Language of document : ECLI:EU:F:2011:20

ARRÊT DU TRIBUNAL DE LA FONCTION PUBLIQUE
(deuxième chambre)

10 mars 2011


Affaire F‑27/10


Christian Begue e.a.

contre

Commission européenne

« Fonction publique — Agents contractuels — Indemnité pour travailleurs régulièrement soumis à des astreintes — Article 55 et article 56 ter du statut — Règlement (CEE, Euratom, CECA) no 495/77 »

Objet : Recours, introduit au titre de l’article 270 TFUE, applicable au traité CEEA en vertu de son article 106 bis, par lequel M. Begue et 17 autres requérants dont les noms figurent en annexe de l’arrêt demandent l’annulation de la décision de l’autorité habilitée à conclure les contrats de la Commission, du 2 février 2010, rejetant leurs réclamations contre la décision du 3 septembre 2009 refusant de faire droit à leurs demandes de versement, et ce avec effet rétroactif, d’une indemnité pour astreinte visée à l’article 56 ter du statut des fonctionnaires de l’Union européenne.

Décision : Le recours est rejeté. Les requérants supportent leurs propres dépens et sont condamnés à supporter les dépens de la Commission.


Sommaire


1.      Fonctionnaires — Conditions de travail — Indemnité d’astreinte

(Statut des fonctionnaires, art. 56 ter, alinéa 1 ; règlement du Conseil no 495/77, art. 1er, § 1, alinéa 1)

2.      Fonctionnaires — Conditions de travail — Indemnité d’astreinte

(Statut des fonctionnaires, art. 55 et 56 ter ; charte des droits fondamentaux de l’Union européenne, art. 31, § 2 ; directive du Parlement européen et du Conseil 2003/88)


1.      Un fonctionnaire ne peut revendiquer l’indemnité d’astreinte prévue à l’article 56 ter du statut que si deux conditions sont remplies, celles‑ci étant d’interprétation stricte. En premier lieu, et conformément audit article 56 ter, premier alinéa, le fonctionnaire doit être régulièrement astreint à se tenir à la disposition de l’institution sur le lieu de travail ou à son domicile en dehors de la durée normale de travail. En second lieu, le fonctionnaire doit appartenir à un service présentant l’une des caractéristiques énumérées par l’article 1er, paragraphe 1, premier alinéa, du règlement no 495/77, déterminant les catégories de bénéficiaires, les conditions d’attribution et les taux des indemnités qui peuvent être accordées aux fonctionnaires régulièrement soumis à des astreintes, comme par exemple la caractéristique d’effectuer des tâches de sécurité et de prévention ou celle de fournir un soutien à la coordination en cas d’urgence ou de crise.

= DONNÉES FOURNIES =
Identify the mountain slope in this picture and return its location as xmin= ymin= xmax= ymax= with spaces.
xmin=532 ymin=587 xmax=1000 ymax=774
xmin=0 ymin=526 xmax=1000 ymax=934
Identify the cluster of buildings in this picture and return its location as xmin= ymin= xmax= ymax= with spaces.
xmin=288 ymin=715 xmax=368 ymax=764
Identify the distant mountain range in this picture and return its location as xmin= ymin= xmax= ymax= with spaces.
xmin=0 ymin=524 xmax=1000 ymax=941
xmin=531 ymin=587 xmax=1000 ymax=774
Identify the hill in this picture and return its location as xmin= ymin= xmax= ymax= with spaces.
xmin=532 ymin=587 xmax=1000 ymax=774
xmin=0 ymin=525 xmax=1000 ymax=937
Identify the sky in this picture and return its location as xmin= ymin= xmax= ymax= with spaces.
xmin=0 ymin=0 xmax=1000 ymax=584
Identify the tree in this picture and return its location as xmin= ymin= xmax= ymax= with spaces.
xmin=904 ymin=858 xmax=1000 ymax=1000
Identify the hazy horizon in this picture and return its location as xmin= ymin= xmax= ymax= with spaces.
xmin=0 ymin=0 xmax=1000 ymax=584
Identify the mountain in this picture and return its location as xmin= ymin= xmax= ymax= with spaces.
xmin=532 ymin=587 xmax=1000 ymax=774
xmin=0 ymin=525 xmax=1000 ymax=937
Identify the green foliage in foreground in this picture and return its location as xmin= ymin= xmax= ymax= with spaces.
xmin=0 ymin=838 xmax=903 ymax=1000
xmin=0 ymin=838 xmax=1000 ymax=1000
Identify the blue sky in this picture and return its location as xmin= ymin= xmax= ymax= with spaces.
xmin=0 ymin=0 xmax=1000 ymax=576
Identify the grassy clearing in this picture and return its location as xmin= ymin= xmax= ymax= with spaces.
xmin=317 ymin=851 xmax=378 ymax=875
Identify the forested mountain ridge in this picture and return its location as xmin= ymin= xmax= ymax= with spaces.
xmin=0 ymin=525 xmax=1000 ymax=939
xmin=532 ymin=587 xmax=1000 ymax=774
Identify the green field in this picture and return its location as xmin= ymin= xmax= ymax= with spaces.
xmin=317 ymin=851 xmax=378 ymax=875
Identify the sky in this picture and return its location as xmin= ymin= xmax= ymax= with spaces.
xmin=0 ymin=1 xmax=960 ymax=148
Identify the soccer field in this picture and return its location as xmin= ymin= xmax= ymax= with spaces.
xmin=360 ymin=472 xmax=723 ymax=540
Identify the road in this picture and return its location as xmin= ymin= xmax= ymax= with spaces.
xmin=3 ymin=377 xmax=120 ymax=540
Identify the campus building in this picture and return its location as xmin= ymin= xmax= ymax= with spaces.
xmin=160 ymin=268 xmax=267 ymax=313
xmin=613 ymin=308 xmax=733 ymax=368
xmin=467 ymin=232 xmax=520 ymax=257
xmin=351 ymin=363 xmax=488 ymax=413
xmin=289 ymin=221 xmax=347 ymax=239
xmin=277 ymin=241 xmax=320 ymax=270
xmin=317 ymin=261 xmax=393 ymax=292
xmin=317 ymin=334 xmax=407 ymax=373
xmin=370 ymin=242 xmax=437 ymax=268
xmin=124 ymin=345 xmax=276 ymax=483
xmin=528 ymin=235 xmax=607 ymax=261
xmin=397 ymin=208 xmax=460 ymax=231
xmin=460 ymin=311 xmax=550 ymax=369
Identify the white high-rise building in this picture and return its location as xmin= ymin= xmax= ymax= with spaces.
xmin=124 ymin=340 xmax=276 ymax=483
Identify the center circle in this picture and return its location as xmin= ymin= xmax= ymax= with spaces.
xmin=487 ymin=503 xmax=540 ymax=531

= CONSIGNE =
Recopiez l’extrait entre « Décision : Le recours est » et « art. 1er, § 1, alinéa 1) », bornes incluses, en remplaçant « requérants » par « demandeurs », s’il vous plaît.

= RÉPONSE ATTENDUE =
Décision : Le recours est rejeté. Les demandeurs supportent leurs propres dépens et sont condamnés à supporter les dépens de la Commission.


Sommaire


1.      Fonctionnaires — Conditions de travail — Indemnité d’astreinte

(Statut des fonctionnaires, art. 56 ter, alinéa 1 ; règlement du Conseil no 495/77, art. 1er, § 1, alinéa 1)